WHAT THE EXERCISE ASKS: Put every line of the material below into a JSON list of strings, one string per line, with blank lines left out. Leave the pictures out of the list.

INPUT FOR THIS TASK:
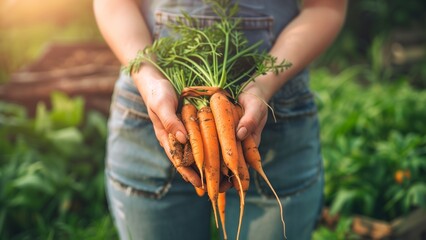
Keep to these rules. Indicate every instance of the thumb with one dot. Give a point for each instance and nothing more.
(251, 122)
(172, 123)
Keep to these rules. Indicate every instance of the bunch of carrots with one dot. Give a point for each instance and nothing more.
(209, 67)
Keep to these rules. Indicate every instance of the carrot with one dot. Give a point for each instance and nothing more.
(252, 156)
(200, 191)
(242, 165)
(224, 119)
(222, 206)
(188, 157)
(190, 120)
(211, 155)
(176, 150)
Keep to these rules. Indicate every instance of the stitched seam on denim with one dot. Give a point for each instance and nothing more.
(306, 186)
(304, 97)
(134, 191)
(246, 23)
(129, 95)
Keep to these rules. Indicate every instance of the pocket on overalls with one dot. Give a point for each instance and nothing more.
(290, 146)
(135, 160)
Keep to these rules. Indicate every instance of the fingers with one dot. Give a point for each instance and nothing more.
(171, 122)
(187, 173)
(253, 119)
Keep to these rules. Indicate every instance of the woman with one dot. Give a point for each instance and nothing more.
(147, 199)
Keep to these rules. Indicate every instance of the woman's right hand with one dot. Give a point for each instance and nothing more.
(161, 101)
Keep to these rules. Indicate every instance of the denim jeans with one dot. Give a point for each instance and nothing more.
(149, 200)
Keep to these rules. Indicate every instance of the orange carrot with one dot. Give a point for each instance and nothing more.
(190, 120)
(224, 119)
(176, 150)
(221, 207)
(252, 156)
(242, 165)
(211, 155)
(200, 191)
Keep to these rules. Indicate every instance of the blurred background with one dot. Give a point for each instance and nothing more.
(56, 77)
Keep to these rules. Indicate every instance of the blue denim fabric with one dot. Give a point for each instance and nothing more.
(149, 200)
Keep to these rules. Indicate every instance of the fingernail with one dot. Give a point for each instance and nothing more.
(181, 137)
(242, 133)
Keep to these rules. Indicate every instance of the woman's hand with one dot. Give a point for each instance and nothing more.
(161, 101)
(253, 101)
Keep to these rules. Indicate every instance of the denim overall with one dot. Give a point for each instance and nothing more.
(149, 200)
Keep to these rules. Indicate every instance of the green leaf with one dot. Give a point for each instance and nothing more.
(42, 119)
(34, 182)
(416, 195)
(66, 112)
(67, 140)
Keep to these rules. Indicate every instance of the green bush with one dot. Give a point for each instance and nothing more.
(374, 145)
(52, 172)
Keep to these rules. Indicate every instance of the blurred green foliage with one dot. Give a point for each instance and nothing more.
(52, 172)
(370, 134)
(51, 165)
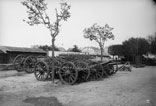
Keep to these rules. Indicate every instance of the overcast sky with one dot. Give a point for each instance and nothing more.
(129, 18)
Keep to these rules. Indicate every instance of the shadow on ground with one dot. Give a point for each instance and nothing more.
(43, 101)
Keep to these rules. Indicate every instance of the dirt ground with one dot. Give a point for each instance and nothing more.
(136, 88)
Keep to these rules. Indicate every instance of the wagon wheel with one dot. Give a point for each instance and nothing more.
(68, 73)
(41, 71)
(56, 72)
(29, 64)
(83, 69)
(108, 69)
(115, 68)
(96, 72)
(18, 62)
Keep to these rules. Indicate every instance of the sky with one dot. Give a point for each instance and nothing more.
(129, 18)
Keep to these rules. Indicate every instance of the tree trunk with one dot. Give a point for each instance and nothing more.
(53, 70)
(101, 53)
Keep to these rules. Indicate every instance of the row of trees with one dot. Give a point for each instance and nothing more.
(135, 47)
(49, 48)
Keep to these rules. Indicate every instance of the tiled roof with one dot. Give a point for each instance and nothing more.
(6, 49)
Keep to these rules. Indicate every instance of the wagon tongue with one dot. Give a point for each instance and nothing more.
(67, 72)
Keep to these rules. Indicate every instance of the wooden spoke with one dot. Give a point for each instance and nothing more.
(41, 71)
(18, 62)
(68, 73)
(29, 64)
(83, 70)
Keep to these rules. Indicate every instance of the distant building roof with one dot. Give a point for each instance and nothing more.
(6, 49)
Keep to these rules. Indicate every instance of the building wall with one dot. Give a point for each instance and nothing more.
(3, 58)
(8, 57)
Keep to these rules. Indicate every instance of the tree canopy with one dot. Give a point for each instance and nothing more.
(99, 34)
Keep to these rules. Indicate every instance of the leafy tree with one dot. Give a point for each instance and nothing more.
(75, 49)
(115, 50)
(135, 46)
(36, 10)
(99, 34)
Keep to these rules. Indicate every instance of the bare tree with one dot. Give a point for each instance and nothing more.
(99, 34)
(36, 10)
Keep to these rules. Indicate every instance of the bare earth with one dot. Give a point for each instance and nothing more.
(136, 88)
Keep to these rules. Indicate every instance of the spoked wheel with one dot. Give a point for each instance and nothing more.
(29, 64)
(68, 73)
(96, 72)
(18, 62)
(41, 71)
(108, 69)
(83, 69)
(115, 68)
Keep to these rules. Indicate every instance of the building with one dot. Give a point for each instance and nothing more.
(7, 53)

SOLUTION TO THE EXERCISE:
[
  "Keep to these rules. Indicate every instance of the thumb with one dot. Give a point for each instance and nothing more.",
  "(251, 122)",
  "(172, 123)",
  "Keep to these rules. Indicate every instance of the bunch of carrots with one dot. Give a point for each instance and nothing more.",
  "(209, 67)",
  "Keep to these rules. Indicate every instance of the carrot with one dot. Give a point for each instance and nothing more.",
  "(252, 156)",
  "(200, 191)",
  "(242, 165)",
  "(224, 119)",
  "(222, 206)",
  "(188, 157)",
  "(190, 120)",
  "(211, 155)",
  "(176, 150)",
  "Keep to these rules. Indicate every instance of the stitched seam on denim with one dot. Give a point for each instance and nothing more.",
  "(306, 186)",
  "(304, 97)",
  "(134, 191)",
  "(246, 23)",
  "(129, 95)",
  "Keep to these rules. Indicate every instance of the pocket on overalls with one dot. Give a point for each instance and nothing more.",
  "(290, 146)",
  "(135, 160)",
  "Keep to these rules. Indicate every instance of the fingers with one dot. Give a point for each instance and nothing more.",
  "(171, 122)",
  "(187, 173)",
  "(253, 119)",
  "Keep to these rules. Indicate every instance of the woman with one dot. Give a point for each instance and nothing more.",
  "(147, 199)",
  "Keep to these rules. Indicate every instance of the woman's right hand with one dot. Give a point for each instance and nothing more.",
  "(161, 101)",
  "Keep to these rules. Indicate every instance of the denim jeans with one dot. Give a point for each instance and nothing more.",
  "(149, 200)",
  "Keep to these rules. Indicate every instance of the orange carrot with one dot. Give a point for each instance and nothing more.",
  "(190, 120)",
  "(224, 119)",
  "(176, 150)",
  "(221, 207)",
  "(252, 156)",
  "(242, 165)",
  "(211, 155)",
  "(200, 191)",
  "Keep to these rules. Indicate every instance of the blurred background with one dot. Give a point for each instance and nothing more.",
  "(56, 77)",
  "Keep to these rules. Indicate every instance of the blue denim fabric with one dot. Give a point for each instance and nothing more.",
  "(149, 200)",
  "Keep to these rules. Indicate every instance of the fingernail with one dot. Give a point for each instance and nothing more.",
  "(181, 137)",
  "(242, 133)",
  "Keep to these rules. Indicate every instance of the woman's hand with one dot. Give a point for each instance and nothing more.",
  "(161, 101)",
  "(253, 101)",
  "Keep to these rules. Indicate every instance of the denim overall with one dot. Give a point for each instance and nothing more.",
  "(149, 200)",
  "Keep to these rules. Indicate every instance of the green leaf with one dot. Give a point for each instance and nothing more.",
  "(42, 119)",
  "(34, 182)",
  "(416, 195)",
  "(66, 112)",
  "(67, 140)",
  "Keep to these rules. Indicate every instance of the green bush with one dot. Give a point for each instance and nothing more.",
  "(374, 145)",
  "(52, 172)",
  "Keep to these rules. Indicate every instance of the blurred green foliage with one dot. Give a point for each instance and nothing more.",
  "(52, 172)",
  "(370, 134)",
  "(51, 165)",
  "Keep to these rules. Indicate every instance of the overcast sky with one dot. Give a point for each instance and nothing more.",
  "(129, 18)",
  "Keep to these rules. Indicate every instance of the shadow on ground with one dot. Give a point for each instance and nothing more.",
  "(43, 101)",
  "Keep to these rules. Indicate every instance of the dirt ground with one dot. Give a point for each instance and nothing more.",
  "(136, 88)",
  "Keep to these rules. Indicate every instance of the wagon wheel with one dot. Give a point for each instance and nothing more.",
  "(68, 73)",
  "(41, 71)",
  "(56, 72)",
  "(29, 64)",
  "(83, 69)",
  "(108, 69)",
  "(115, 68)",
  "(96, 72)",
  "(18, 62)",
  "Keep to these rules. Indicate every instance of the sky with one dot. Give a point for each instance and nothing more.",
  "(129, 18)",
  "Keep to these rules. Indicate every instance of the tree trunk with one dot. Give a point for each instance and nothing more.",
  "(53, 70)",
  "(101, 53)",
  "Keep to these rules. Indicate every instance of the row of trees with one dot. Give a point for each instance and nothing more.",
  "(135, 47)",
  "(49, 48)",
  "Keep to these rules. Indicate every instance of the tiled roof with one dot. Give a point for each instance and nothing more.",
  "(6, 49)",
  "Keep to these rules. Indicate every instance of the wagon tongue with one dot. Give a point for each instance and nothing more.",
  "(67, 72)",
  "Keep to these rules. Indicate every instance of the wooden spoke with one dot. Give a point for each instance and nothing more.",
  "(41, 71)",
  "(18, 62)",
  "(68, 73)",
  "(29, 64)",
  "(83, 70)",
  "Keep to these rules. Indicate every instance of the distant building roof with one dot. Give a point for each instance and nothing more.",
  "(6, 49)",
  "Keep to these rules. Indicate every instance of the building wall with one dot. Give a point for each instance and nothing more.",
  "(3, 58)",
  "(8, 57)",
  "Keep to these rules. Indicate every instance of the tree canopy with one dot. Give a point for each instance and nothing more.",
  "(99, 34)",
  "Keep to these rules. Indicate every instance of the leafy tree with one dot. Give a point for each instance and nothing more.",
  "(75, 49)",
  "(115, 50)",
  "(135, 46)",
  "(36, 10)",
  "(99, 34)",
  "Keep to these rules. Indicate every instance of the bare tree with one dot. Give a point for each instance and nothing more.",
  "(99, 34)",
  "(36, 10)",
  "Keep to these rules. Indicate every instance of the bare earth with one dot. Give a point for each instance and nothing more.",
  "(136, 88)",
  "Keep to these rules. Indicate every instance of the spoked wheel with one dot. Give a point for each instance and nothing more.",
  "(29, 64)",
  "(68, 73)",
  "(96, 72)",
  "(18, 62)",
  "(41, 71)",
  "(108, 69)",
  "(83, 69)",
  "(115, 68)",
  "Keep to these rules. Indicate every instance of the building with one dot. Give a point for each instance and nothing more.",
  "(7, 53)"
]